** ASSIGNMENT **
Could you give every record again, exactly as it reads?

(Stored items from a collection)
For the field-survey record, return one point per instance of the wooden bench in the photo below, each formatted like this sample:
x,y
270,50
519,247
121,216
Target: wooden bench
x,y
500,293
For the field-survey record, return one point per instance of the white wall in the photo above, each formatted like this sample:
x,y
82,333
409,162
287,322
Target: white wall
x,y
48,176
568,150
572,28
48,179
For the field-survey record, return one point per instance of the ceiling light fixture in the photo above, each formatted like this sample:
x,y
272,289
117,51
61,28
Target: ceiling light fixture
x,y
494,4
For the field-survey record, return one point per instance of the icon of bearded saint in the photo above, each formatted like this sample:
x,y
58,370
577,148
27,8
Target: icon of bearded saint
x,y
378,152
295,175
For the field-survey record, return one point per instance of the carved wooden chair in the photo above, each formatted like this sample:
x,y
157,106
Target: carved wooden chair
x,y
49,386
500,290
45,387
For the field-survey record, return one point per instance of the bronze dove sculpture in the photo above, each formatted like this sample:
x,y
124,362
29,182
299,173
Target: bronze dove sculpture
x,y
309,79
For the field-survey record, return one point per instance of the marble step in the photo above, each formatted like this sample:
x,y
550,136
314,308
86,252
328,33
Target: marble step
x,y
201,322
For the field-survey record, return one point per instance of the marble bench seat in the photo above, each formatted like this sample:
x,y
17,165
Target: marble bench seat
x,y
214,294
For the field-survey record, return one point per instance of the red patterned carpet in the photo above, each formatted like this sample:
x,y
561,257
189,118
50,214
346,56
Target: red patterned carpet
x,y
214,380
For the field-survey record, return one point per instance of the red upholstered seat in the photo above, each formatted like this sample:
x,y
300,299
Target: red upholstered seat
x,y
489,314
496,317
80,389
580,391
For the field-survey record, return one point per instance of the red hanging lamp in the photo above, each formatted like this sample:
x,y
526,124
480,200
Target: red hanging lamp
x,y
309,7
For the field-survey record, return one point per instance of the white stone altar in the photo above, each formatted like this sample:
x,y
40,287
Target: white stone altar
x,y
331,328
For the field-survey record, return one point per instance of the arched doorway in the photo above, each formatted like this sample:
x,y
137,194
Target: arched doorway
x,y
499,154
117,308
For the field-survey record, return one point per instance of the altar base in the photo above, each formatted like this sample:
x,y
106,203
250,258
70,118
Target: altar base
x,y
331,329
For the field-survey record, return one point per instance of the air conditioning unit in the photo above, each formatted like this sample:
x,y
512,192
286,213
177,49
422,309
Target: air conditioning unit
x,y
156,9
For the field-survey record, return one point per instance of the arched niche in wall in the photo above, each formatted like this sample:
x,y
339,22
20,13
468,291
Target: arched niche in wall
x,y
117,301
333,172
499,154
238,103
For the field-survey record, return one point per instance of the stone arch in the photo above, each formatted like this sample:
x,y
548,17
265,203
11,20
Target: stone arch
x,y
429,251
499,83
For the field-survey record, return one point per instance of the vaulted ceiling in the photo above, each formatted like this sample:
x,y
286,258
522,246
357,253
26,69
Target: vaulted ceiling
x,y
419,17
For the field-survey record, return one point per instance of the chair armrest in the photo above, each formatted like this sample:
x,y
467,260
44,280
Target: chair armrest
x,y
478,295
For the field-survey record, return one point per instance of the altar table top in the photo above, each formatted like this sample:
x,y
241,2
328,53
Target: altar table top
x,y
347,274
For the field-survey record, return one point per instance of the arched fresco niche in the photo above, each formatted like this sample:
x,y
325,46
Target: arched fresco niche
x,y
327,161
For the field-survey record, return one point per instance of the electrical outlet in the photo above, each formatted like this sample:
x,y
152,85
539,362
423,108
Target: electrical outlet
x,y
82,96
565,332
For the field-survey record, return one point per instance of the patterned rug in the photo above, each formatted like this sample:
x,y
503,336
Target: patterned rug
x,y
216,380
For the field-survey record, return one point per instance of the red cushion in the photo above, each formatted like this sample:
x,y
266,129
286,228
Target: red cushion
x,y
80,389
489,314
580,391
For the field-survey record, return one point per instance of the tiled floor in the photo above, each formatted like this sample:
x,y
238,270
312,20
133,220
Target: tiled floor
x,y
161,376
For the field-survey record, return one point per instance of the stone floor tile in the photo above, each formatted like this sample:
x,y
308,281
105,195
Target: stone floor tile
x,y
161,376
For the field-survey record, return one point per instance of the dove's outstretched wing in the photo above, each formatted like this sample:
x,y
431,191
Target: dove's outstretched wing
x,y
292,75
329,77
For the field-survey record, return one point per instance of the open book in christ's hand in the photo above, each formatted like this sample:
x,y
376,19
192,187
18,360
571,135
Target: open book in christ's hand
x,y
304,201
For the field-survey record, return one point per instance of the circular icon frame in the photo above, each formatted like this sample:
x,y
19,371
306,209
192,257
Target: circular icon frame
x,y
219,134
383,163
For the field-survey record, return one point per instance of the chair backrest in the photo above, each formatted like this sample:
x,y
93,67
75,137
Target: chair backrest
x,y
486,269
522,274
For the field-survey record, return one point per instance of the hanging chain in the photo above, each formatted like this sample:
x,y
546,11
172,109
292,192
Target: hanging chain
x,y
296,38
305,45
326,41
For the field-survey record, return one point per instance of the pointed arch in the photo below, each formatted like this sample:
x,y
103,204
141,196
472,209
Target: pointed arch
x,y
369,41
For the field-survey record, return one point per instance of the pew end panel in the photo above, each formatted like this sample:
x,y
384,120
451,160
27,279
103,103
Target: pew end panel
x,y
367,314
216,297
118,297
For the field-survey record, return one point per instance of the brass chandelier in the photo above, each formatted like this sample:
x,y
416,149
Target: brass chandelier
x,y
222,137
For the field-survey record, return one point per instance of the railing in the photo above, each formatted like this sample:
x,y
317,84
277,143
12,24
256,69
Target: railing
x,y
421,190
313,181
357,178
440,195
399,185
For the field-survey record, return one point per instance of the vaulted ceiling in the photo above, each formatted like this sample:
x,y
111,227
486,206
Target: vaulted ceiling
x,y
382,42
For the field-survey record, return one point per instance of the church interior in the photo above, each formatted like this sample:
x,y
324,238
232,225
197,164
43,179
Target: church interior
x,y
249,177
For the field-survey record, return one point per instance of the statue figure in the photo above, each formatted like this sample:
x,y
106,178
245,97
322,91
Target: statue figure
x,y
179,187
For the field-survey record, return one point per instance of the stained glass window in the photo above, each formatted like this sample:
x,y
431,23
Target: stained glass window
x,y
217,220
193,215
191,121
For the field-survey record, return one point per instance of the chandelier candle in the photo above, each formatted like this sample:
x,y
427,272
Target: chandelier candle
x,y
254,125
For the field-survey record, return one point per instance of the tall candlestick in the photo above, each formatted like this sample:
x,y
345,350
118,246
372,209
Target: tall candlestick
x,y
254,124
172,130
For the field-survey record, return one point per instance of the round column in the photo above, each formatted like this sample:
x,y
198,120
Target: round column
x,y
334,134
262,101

** EXPECTED ANSWER **
For the field-survey record, return one point per instance of the wooden bench in the photo below, each formatted like this sample:
x,y
270,50
519,247
121,216
Target: wooden bench
x,y
500,293
For the field-survey record, return one point per instance of the white wall in the photo above, each formatted like this sample:
x,y
82,333
409,162
287,322
Target: white wall
x,y
48,176
568,150
572,28
48,179
For the field-survey record, return one point per instance of the ceiling light fixture in the photo above, each formatted like this sample:
x,y
272,289
117,51
61,28
Target: ceiling light fixture
x,y
494,4
For the field-survey record, return one point per instance of the icon of bearded saint in the photo above, each formatted like this sample:
x,y
58,370
577,148
27,8
Target: icon of bearded saint
x,y
378,152
295,175
For the field-survey record, return one point per instance of the carved wooden chair in the photo above, each formatted like this sample:
x,y
157,106
Target: carved wooden chair
x,y
49,386
500,290
45,387
For the field-survey record, return one point per instance of the bronze dove sculpture in the photo above, each formatted like this sample:
x,y
124,362
29,182
299,173
Target: bronze dove sculpture
x,y
309,79
For the field-survey record, return one point per instance of the marble step in the photo above, each formatted like this sample:
x,y
550,136
314,308
86,252
328,33
Target: marble step
x,y
201,322
For the field-survey record, return one point per instance of the marble bench seat in the photo above, each formatted like this sample:
x,y
17,165
Target: marble bench seat
x,y
214,294
For the field-survey record, return one point per instance of the red patterned carpet in the photo above, each formatted like this sample:
x,y
561,257
189,118
50,214
346,56
Target: red patterned carpet
x,y
214,380
For the field-survey record, return one point per instance of the red upholstered seat in the photo above, each formatted like this sample:
x,y
300,299
Target: red upholstered seat
x,y
489,314
496,317
80,389
580,391
For the field-survey record, return one point per instance of the red hanging lamp in the photo above, each formatted like this sample:
x,y
526,124
480,200
Target: red hanging lamp
x,y
309,7
For the field-survey record, return one point per instance of the white stone altar in the photo above, each formatted like this sample:
x,y
40,287
Target: white stone altar
x,y
331,328
For the field-survey record, return one point per instance of the arched doorway in the photo above, each formatted like this sample:
x,y
137,194
Target: arched doorway
x,y
499,154
117,308
For the field-survey record, return one point per instance of the altar base in the photo above, each formatted like this sample:
x,y
106,203
250,258
70,118
Target: altar base
x,y
331,329
For the field-survey record, return one point per instance of the air conditioning unit in the photo above, each formatted like this sample:
x,y
512,192
286,213
177,49
422,309
Target: air conditioning unit
x,y
156,9
For the field-survey record, return one point per instance of the arched niche in wall in the photo above, each formatted like this sample:
x,y
339,22
20,13
468,291
Target: arched niche in wall
x,y
117,301
333,172
499,154
238,103
For the field-survey record, return one point per instance of the stone arch in the photo above, each formatted like this sample:
x,y
548,17
265,203
11,20
Target: stone arch
x,y
429,251
499,83
For the field-survey record, return one point per instance of the vaulted ceiling in the photo above, each formatted like this sample:
x,y
286,258
522,246
357,253
26,69
Target: vaulted ceiling
x,y
419,17
For the field-survey record, return one point per instance of the chair armrest in the photo above, each formatted like this sample:
x,y
467,260
44,280
Target: chair armrest
x,y
478,295
For the field-survey record, return one point per instance of the altar table top in the photo above, each formatted like this sample:
x,y
241,2
328,53
Target: altar table top
x,y
347,274
For the field-survey record, return one point per instance of the arched fresco niche in the photo above, each formatted like this sample:
x,y
325,46
Target: arched fresco niche
x,y
327,161
For the field-survey record, return one point per instance of the electrical outlet in the photo above, each formatted like this sample:
x,y
152,85
539,362
423,108
Target: electrical outlet
x,y
82,96
565,332
For the field-survey record, return one point per instance of the patterned rug in the photo above, each formatted like this sample:
x,y
503,336
Target: patterned rug
x,y
216,380
For the field-survey record, return one point per instance of the red cushion in the photo above, each formatted like this sample:
x,y
266,129
286,228
Target: red cushion
x,y
80,389
489,314
580,391
For the field-survey record, return one point per instance of the tiled floor in the photo above, each formatted like this sample:
x,y
238,270
312,20
133,220
Target: tiled floor
x,y
161,376
For the field-survey record, return one point per instance of the stone floor tile in the photo above, each formatted like this sample:
x,y
308,281
105,195
Target: stone floor tile
x,y
161,376
For the field-survey record, return one point per instance of the dove's outstretched wing in the photo above, each formatted like this sample:
x,y
431,191
Target: dove's outstretched wing
x,y
292,75
329,77
For the field-survey record, return one point per instance of the open book in christ's hand in the photo above, each formatted like this sample:
x,y
376,19
192,187
18,360
571,135
Target: open book in christ's hand
x,y
304,201
For the field-survey record, return one point per instance of the circular icon frame in the photo above, each formatted like this sample:
x,y
19,371
306,209
192,257
Target: circular icon frame
x,y
219,134
383,163
For the field-survey record, return one point per instance of the chair backrest in the photo above, each formatted like this sample:
x,y
93,67
75,137
Target: chair backrest
x,y
486,269
522,274
For the field-survey record, return one point per instance of the hanging chain in the photo above, each formatted like this sample:
x,y
546,11
172,109
292,192
Target: hanging chain
x,y
296,38
305,45
326,41
For the field-survey record, return one point per instance of the pointed arch in the photo below, each formatted like this sample:
x,y
103,204
141,196
472,209
Target: pointed arch
x,y
369,41
For the field-survey record, return one point per instance of the pew end panel in the photo above, each formatted like this sample:
x,y
384,120
451,160
27,279
103,103
Target: pew end panel
x,y
367,314
216,297
118,297
For the field-survey record, return one point per instance of the brass chandelier in the photo above, each formatted like this sample:
x,y
416,149
Target: brass chandelier
x,y
222,137
For the field-survey record, return one point per instance of the railing in the photo above, each formatted like this sample:
x,y
317,84
277,143
12,24
256,69
Target: railing
x,y
421,190
313,181
357,178
440,195
399,185
For the field-survey record, return one point per instance of the vaulted ceiling in the photo above, each formatted like this sample:
x,y
111,227
486,206
Target: vaulted ceiling
x,y
382,42
For the field-survey record, return one point per instance of the church interior in the photo above, each formatted like this sample:
x,y
324,238
232,225
197,164
43,179
Target: church interior
x,y
249,177
For the field-survey record, return one point per instance of the statue figure in the photo above, each formatted like this sample:
x,y
106,178
245,97
322,91
Target: statue figure
x,y
179,187
For the field-survey record, return one point per instance of the stained glass window in the photo above, each formatted like this sample:
x,y
431,23
Target: stained glass window
x,y
217,220
193,215
191,121
For the field-survey record, return one point per instance of the chandelier candle in the photo above, each formatted like this sample:
x,y
427,272
Target: chandelier candle
x,y
254,125
For the field-survey record, return one point per instance of the tall candlestick in the photo above, each formatted like this sample:
x,y
345,350
118,246
372,209
Target: tall candlestick
x,y
254,124
172,130
For the field-survey record, return one point per instance of the round column in the photo above, each formatted like this sample:
x,y
198,120
Target: round column
x,y
334,134
262,101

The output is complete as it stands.